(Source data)
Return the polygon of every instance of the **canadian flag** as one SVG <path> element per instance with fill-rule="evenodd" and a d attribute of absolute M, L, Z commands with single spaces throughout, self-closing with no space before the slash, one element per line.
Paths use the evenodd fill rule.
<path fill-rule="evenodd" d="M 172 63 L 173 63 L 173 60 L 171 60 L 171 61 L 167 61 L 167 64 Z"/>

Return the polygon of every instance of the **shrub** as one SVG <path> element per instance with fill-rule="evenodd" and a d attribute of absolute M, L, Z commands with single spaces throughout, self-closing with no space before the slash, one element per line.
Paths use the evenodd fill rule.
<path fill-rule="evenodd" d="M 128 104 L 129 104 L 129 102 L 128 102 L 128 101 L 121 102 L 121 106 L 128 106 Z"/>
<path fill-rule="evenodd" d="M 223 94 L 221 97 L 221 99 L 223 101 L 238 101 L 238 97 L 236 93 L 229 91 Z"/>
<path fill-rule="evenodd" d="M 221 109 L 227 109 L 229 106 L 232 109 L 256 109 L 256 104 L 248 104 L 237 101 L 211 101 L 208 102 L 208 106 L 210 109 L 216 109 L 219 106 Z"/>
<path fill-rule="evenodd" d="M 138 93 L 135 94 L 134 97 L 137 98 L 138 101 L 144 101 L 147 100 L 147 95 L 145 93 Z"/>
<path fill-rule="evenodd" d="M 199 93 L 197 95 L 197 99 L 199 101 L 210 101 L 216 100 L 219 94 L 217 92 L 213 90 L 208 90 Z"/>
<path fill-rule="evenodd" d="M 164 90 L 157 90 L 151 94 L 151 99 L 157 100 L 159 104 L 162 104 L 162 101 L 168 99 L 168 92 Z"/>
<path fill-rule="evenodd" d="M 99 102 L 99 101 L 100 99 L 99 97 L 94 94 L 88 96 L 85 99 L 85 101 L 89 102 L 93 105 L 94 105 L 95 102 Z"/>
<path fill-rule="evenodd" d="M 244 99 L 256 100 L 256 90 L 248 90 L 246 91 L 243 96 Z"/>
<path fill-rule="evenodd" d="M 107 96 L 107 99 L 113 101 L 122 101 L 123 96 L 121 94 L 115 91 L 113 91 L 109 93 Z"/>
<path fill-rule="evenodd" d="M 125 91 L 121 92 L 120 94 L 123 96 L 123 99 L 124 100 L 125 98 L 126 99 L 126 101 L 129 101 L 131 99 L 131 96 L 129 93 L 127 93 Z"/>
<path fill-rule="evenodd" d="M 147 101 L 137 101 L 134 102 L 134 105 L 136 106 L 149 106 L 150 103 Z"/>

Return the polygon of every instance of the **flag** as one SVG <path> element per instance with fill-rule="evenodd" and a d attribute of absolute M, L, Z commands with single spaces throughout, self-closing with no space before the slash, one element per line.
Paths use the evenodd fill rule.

§ **Task details**
Rewrite all of the records above with every occurrence of "polygon" changed to "outline". Keep everything else as it is.

§ **Solution**
Return the outline of every instance of the **canadian flag** as one SVG <path> element per instance with fill-rule="evenodd" and a d attribute of absolute M, L, Z commands with single spaces throughout, self-closing with no space before the slash, one element per line.
Paths use the evenodd fill rule.
<path fill-rule="evenodd" d="M 172 63 L 173 63 L 173 60 L 171 60 L 171 61 L 167 61 L 167 64 Z"/>

Return the outline of every instance of the **shrub** as one SVG <path> element per instance with fill-rule="evenodd" and a d attribute of absolute M, L, Z commands with single spaces throughout, self-closing with no space before the slash, one element per line.
Paths use the evenodd fill rule.
<path fill-rule="evenodd" d="M 128 104 L 129 104 L 129 102 L 128 102 L 128 101 L 121 102 L 121 106 L 128 106 Z"/>
<path fill-rule="evenodd" d="M 223 94 L 221 97 L 221 99 L 223 101 L 238 101 L 238 97 L 236 93 L 229 91 Z"/>
<path fill-rule="evenodd" d="M 221 109 L 227 109 L 229 106 L 232 109 L 256 109 L 256 104 L 248 104 L 237 101 L 211 101 L 208 102 L 208 106 L 210 109 L 216 109 L 219 106 Z"/>
<path fill-rule="evenodd" d="M 138 93 L 135 94 L 134 97 L 137 98 L 138 101 L 144 101 L 147 100 L 147 95 L 145 93 Z"/>
<path fill-rule="evenodd" d="M 199 93 L 197 95 L 197 99 L 199 101 L 210 101 L 216 100 L 219 94 L 217 92 L 213 90 L 208 90 Z"/>
<path fill-rule="evenodd" d="M 164 90 L 157 90 L 151 94 L 151 99 L 157 100 L 159 104 L 162 104 L 162 101 L 168 99 L 168 92 Z"/>
<path fill-rule="evenodd" d="M 99 102 L 99 101 L 100 99 L 99 97 L 94 94 L 88 96 L 85 99 L 85 101 L 89 102 L 93 105 L 94 105 L 95 102 Z"/>
<path fill-rule="evenodd" d="M 244 99 L 256 100 L 256 90 L 248 90 L 246 91 L 243 96 Z"/>
<path fill-rule="evenodd" d="M 107 96 L 107 99 L 113 101 L 122 101 L 123 96 L 121 94 L 115 91 L 113 91 L 109 93 Z"/>
<path fill-rule="evenodd" d="M 125 91 L 121 92 L 120 94 L 123 96 L 123 99 L 124 100 L 125 98 L 126 99 L 126 101 L 129 101 L 131 99 L 131 96 L 129 93 L 127 93 Z"/>
<path fill-rule="evenodd" d="M 147 101 L 137 101 L 134 102 L 134 105 L 136 106 L 149 106 L 150 103 Z"/>

Return the outline of every instance of the **flag** as one SVG <path> element per instance with fill-rule="evenodd" and a d attribute of absolute M, L, Z commands with single spaces throughout, self-closing with no space before the slash, one element per line.
Paths use the evenodd fill rule.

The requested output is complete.